▶ [EXTRACT PROVIDED]
Lisa Hopkins – The False Domesticity of A Woman Killed with Kindness

The False Domesticity of A Woman Killed with Kindness

Lisa Hopkins

Published in Connotations Vol. 4.1 (1994/95)

One of the most memorable moments in Thomas Heywood's play A Woman Killed with Kindness comes in scene xiii, just before the climactic moment when the trusting Master Frankford will discover his wife Anne and his guest Wendoll locked in their adulterous embrace. For the space of ten lines, action is suspended for an extraordinary descriptive passage, as the apprehensive Frankford soliloquizes:

This is the key that opes my outward gate;
This is the hall door; this my withdrawing chamber.
But this, that door that's bawd unto my shame,
Fountain and spring of all my bleeding thoughts,
Where the most hallowed order and true knot
Of nuptial sanctity hath been profaned.
It leads to my polluted bed−chamber,
Once my terrestrial heaven, now my earth's hell,
The place where sins in all their ripeness dwell.
But I forget myself; now to my gate.1)

This passage, which serves no narrative purpose, is apparently included for two main reasons: it creates suspense, and it helps to develop atmosphere. In the broad daylight of an afternoon performance at an open−air theatre,2) it was obviously necessary to introduce linguistic references to establish the location and feeling of a night−time scene, but Frankford's lines also do more than this. He had already told us that "now my watch's hand points upon twelve, ⁄ And it is dead midnight" (xiii.5−6); what he now adds is a strong sense of the physicality of the house.3) It is powerfully established as both symbolic and literal location, as the repeated images of penetration and the actual journey both culminate in the violated space of the bedchamber.

[→page 2] Such a strong sense of concrete location points directly to one of the chief fascinations of domestic tragedy: the voyeuristic attraction which comes from the sensation that we are witnessing the actual living space of a real family group. The appeal is in many ways the same as that which comes from peering through undrawn curtains into a lighted room, or that offered by fourth−wall drama or fly−on−the−wall documentaries; and as with documentaries or actual living−rooms, in the vast majority of domestic tragedies the compulsion to peer is strengthened by the knowledge that they represent real events. Behind Arden of Faversham, behind A Yorkshire Tragedy, lies genuine human suffering, imparting to them the fascination and vicarious involvement generated in our own age by the emotional dramas of the magazine problem page or the real−life crime programme.

Along with the added prurience bestowed by the knowledge that we are watching true stories, however, the domestic tragedies' origin in authentic events adds another dimension: they all partake of something of the incoherence and shapelessness which characterise most people's experience of life. Sharing to some extent some of the inconsequentiality of the plays of the Theatre of the Absurd, they are full of tiny details which obscure the clarity of the narrative line and resist the thematisation to which literary texts are normally so susceptible. There is, for instance, the obvious difficulty caused to the anonymous author of Arden of Faversham by his attempts to incorporate into his play the details of Arden's confrontation with Dick Reede, gleaned from a footnote in Holinshed,4) and also the interpretative crux which this creates for critics of the play. Reliance on Holinshed can cause difficulties in other genres too, as when Shakespeare makes Richard III despatch the Bishop of Ely for strawberries or Buckingham enter in rotten armour (not to mention the infamous complexities of Lady Macbeth's children), but the problems caused by such direct transcription of circumstantial detail are both more pronounced and more obvious in domestic tragedies.

▶ [WHAT YOU NEED TO DO] Write out the passage of the essay on A Woman Killed with Kindness starting with "This is the key" and going on through "to my gate.1)". The entries that follow are drawn from a separate source.

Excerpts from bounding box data
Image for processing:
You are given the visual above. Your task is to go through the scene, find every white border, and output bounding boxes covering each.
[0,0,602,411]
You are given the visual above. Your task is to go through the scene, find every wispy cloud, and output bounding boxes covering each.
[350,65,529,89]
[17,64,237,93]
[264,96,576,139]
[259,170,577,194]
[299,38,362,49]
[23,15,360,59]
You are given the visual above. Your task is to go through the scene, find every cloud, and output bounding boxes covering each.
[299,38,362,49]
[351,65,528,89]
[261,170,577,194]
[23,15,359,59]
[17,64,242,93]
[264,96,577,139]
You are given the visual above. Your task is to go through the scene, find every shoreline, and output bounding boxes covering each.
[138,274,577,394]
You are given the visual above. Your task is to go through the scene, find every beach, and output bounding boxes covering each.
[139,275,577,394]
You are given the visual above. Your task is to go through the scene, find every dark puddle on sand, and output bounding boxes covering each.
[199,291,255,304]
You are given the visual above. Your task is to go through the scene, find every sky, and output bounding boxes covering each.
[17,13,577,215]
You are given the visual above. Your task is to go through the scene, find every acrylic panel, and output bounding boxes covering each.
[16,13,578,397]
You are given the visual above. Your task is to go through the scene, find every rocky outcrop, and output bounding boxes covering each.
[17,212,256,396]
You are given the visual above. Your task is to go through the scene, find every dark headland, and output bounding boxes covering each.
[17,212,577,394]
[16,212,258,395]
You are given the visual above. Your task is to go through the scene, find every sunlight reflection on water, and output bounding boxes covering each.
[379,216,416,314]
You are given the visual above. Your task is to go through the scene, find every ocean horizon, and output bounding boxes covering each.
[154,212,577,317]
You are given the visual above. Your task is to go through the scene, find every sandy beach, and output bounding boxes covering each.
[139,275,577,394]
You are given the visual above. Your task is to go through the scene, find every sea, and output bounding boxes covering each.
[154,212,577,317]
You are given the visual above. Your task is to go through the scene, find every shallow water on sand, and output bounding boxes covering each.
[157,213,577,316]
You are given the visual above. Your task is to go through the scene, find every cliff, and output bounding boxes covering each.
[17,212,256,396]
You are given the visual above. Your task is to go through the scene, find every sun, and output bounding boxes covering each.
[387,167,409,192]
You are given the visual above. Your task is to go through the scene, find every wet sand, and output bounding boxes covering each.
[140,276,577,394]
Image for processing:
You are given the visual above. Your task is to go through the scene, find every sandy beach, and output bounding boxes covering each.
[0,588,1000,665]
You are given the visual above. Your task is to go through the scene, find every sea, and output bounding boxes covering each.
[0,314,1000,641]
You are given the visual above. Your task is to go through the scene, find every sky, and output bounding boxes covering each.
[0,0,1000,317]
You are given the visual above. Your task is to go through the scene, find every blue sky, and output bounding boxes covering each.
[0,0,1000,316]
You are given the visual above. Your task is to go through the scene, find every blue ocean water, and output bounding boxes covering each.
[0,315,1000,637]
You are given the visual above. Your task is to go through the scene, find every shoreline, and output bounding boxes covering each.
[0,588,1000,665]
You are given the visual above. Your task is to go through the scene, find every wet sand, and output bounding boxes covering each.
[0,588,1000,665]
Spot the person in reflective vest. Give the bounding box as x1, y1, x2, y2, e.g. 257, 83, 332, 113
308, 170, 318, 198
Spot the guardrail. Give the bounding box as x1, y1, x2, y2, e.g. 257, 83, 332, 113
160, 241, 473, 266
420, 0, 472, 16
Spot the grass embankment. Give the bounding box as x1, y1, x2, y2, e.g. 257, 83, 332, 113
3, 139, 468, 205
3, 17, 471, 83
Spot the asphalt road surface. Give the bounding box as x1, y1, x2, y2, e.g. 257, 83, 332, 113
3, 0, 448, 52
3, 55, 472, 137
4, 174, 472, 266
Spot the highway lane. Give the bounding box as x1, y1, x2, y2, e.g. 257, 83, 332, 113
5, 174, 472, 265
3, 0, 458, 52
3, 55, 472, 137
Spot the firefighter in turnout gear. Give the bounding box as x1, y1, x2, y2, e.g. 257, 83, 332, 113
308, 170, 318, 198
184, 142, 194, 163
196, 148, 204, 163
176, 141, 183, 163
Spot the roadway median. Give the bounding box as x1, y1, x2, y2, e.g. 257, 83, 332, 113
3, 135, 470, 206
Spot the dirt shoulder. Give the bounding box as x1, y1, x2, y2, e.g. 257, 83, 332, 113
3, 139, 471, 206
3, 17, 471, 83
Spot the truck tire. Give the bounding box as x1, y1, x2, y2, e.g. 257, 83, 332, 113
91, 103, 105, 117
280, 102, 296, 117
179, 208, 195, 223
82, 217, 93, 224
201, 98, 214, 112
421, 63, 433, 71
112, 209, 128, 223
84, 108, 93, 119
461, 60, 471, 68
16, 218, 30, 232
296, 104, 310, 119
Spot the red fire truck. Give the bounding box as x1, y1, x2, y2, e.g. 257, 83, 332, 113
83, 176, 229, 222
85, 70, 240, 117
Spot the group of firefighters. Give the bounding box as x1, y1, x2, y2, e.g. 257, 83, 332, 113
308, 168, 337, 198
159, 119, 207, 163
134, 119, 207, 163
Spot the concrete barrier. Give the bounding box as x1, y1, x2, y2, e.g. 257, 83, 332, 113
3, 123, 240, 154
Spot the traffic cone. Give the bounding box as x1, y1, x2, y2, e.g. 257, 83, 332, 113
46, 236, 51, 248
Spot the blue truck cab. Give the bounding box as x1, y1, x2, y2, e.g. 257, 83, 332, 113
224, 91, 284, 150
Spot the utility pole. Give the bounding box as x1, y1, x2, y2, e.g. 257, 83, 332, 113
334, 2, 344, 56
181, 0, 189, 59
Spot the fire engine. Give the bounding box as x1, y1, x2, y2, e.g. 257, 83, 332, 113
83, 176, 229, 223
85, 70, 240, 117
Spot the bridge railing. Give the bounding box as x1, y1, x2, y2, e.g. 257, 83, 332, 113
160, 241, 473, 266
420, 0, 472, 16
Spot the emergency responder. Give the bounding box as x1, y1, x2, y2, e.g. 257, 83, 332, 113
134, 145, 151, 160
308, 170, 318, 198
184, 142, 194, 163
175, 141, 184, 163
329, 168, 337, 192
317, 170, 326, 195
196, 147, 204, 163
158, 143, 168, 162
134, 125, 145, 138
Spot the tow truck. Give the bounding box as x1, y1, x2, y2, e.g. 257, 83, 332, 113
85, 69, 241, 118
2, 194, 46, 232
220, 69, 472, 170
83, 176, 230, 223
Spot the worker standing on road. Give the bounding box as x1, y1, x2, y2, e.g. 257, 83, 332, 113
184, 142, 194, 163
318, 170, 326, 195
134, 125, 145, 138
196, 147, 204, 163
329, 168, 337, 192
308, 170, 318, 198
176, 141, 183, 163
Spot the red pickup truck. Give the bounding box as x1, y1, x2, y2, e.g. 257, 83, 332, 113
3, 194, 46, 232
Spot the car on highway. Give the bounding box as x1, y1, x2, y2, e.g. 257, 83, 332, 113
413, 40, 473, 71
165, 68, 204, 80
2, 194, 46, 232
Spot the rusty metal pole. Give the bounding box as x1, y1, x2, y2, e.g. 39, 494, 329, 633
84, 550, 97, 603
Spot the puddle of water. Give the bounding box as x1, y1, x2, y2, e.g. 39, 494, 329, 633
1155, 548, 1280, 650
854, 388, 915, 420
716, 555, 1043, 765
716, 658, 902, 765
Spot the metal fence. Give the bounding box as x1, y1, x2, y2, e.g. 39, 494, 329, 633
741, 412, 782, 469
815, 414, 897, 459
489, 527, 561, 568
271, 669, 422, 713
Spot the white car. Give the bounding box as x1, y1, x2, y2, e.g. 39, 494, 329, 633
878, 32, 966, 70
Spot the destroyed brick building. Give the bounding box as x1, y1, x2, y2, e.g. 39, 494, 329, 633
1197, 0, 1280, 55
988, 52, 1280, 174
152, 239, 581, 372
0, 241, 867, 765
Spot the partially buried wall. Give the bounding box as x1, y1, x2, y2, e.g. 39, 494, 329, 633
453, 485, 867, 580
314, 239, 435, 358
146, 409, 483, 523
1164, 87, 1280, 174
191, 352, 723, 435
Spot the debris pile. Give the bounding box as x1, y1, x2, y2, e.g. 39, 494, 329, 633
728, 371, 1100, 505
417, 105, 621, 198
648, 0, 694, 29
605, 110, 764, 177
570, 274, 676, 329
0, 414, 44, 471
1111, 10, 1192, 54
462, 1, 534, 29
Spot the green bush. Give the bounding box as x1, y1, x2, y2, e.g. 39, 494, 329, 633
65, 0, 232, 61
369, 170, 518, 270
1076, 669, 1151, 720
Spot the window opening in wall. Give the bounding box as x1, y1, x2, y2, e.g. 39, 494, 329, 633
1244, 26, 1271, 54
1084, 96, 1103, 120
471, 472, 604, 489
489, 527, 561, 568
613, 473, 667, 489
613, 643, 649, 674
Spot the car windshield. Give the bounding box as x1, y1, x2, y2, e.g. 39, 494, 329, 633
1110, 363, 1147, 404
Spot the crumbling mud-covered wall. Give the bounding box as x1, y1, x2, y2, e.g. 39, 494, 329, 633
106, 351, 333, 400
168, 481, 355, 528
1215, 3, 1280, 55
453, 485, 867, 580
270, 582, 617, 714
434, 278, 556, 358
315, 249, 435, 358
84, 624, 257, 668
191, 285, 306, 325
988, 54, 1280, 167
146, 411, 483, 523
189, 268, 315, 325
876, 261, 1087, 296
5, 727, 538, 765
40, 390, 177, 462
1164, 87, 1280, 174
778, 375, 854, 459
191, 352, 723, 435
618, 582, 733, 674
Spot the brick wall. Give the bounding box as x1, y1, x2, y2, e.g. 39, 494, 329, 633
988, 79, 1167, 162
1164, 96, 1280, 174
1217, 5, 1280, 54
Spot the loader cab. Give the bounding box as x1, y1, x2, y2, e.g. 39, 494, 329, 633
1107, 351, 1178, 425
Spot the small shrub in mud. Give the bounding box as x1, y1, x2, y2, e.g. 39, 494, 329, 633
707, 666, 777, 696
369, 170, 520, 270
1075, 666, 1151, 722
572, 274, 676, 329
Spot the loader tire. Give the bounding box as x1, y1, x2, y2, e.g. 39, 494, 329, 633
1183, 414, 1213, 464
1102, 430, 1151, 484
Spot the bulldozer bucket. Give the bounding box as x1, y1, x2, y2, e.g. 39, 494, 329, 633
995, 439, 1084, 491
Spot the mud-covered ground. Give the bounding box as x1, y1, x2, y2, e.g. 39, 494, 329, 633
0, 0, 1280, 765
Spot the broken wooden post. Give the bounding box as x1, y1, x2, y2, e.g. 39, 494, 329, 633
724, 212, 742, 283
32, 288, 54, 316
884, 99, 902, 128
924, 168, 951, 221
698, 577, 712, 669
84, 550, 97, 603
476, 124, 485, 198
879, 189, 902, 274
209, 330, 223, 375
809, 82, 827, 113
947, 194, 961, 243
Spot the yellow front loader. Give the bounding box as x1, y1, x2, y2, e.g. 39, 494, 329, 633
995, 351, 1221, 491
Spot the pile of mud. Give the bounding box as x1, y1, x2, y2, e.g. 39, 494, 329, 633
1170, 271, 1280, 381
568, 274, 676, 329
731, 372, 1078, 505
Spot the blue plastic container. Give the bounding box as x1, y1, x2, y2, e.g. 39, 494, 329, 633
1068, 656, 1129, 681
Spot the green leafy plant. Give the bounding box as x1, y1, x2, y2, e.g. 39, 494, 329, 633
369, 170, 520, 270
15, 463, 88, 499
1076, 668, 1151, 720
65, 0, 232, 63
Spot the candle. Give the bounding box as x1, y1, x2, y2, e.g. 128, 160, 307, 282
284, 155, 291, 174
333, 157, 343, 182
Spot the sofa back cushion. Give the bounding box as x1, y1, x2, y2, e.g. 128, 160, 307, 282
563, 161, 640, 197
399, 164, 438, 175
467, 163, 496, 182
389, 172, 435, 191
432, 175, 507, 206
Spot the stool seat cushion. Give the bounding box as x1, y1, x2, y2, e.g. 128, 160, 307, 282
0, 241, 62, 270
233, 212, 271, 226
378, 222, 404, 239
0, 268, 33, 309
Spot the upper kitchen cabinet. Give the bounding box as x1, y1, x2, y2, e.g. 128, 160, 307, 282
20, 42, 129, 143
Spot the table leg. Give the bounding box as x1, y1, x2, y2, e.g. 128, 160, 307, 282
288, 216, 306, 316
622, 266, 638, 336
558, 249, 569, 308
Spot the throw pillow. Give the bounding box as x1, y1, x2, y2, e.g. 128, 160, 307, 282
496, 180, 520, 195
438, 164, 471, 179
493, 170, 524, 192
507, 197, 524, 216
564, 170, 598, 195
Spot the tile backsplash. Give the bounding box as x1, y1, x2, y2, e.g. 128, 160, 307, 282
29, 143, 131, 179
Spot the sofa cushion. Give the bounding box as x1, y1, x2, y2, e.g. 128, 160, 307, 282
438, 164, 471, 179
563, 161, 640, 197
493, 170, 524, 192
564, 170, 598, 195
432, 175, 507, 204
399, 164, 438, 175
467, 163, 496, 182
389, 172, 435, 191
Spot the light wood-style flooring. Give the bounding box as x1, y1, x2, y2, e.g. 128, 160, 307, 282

▶ [WRITTEN REPLY]
This is the key that opes my outward gate;
This is the hall door; this my withdrawing chamber.
But this, that door that's bawd unto my shame,
Fountain and spring of all my bleeding thoughts,
Where the most hallowed order and true knot
Of nuptial sanctity hath been profaned.
It leads to my polluted bed−chamber,
Once my terrestrial heaven, now my earth's hell,
The place where sins in all their ripeness dwell.
But I forget myself; now to my gate.1)